- **TEXT SHOWN**
= = = = =

Member Reviews
I’m always on the lookout for new science fiction reads where excellent world building and techno-scientific futurism combine with prescient geopolitical issues of our day. So, I’ve been eagerly awaiting the release of the English translation of Chen Qiufan’s novel The Waste Tide. Ever since the award-winning novel The Three-Body Problem by Liu Cixin took the Western reading world by storm, thanks in no small part to the astounding translation by Ken Liu, science fiction fans have looked to China as a hotbed of bleeding edge stories. Several of Chen’s short stories have been available in English, such as his poignant eco-future tale “The Smog Society,” and with The Waste Tide readers outside of China now have access to a novel-length encounter with his formidable imaginative powers.

= = = = =

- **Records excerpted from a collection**

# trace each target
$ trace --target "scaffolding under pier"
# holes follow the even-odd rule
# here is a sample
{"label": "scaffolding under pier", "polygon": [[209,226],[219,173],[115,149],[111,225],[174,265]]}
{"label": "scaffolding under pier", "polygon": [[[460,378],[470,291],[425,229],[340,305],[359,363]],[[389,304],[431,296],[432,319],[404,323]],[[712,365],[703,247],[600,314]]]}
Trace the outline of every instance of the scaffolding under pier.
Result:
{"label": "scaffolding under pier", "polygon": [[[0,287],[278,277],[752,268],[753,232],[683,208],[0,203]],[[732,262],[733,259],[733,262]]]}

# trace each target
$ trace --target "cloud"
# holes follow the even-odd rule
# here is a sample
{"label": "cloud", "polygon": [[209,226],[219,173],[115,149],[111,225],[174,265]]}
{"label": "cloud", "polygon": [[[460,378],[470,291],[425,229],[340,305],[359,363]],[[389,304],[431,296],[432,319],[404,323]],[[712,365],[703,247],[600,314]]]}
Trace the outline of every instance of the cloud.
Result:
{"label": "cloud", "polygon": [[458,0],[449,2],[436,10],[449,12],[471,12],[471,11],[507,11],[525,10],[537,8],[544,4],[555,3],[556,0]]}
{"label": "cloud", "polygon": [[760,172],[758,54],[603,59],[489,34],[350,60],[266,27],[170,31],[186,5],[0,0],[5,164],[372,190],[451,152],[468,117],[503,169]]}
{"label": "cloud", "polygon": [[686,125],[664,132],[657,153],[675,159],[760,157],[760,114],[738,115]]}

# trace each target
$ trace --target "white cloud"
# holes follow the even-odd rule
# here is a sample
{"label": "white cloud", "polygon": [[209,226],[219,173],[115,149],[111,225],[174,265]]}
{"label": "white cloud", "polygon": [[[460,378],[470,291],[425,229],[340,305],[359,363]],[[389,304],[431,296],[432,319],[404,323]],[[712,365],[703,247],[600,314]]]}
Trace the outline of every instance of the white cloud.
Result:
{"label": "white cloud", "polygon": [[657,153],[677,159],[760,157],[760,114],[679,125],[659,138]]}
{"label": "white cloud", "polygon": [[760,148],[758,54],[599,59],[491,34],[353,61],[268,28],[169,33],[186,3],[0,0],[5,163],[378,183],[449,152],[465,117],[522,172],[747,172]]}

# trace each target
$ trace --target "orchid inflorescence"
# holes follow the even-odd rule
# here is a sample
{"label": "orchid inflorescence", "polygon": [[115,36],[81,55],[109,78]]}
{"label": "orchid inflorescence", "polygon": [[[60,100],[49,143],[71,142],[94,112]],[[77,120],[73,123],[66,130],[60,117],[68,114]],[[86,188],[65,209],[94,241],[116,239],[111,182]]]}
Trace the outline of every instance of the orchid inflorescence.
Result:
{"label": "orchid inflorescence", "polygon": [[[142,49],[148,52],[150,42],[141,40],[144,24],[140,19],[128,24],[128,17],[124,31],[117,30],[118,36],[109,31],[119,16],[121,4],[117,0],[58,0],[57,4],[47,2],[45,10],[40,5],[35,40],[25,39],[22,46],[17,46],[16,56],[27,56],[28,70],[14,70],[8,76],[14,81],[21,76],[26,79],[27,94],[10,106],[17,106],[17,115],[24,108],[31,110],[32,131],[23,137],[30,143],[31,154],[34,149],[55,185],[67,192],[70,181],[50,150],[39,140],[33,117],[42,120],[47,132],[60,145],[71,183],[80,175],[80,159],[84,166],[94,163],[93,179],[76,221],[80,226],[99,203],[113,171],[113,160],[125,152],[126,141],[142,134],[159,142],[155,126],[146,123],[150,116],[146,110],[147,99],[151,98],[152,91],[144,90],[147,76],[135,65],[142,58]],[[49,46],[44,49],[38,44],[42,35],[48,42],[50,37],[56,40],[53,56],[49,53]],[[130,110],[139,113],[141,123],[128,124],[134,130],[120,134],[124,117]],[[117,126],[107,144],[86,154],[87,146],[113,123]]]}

= = = = =

- **DIRECTIONS**
Pick up the review of The Waste Tide after its last sentence and continue writing it.

- **ANSWER SECTION**
What makes The Waste Tide particularly appealing is that its story hinges on an intercultural dynamic of techno-culture. In our intercultural moment, when the CFO of Huawei is arrested in Canada as an act of tech-centered geopolitics and China and the U.S. are tangled up in matters of trade and telecommunications, AIs and soybeans, Chen’s portrait of a future China shaped by the production, circulation, consumption, and waste of tech devices couldn’t be more germane. By featuring an international range of characters, The Waste Tide deftly balances its China specific elements with global intersections such that readers can access the story and perceive their own implication in the novel’s events even if they pick the book up without knowing a lot about contemporary China. It’s a story that fits Kim Stanley Robinson’s suggestion that science fiction is a key genre today because we live in a world that resembles an SF novel that we’re all writing together.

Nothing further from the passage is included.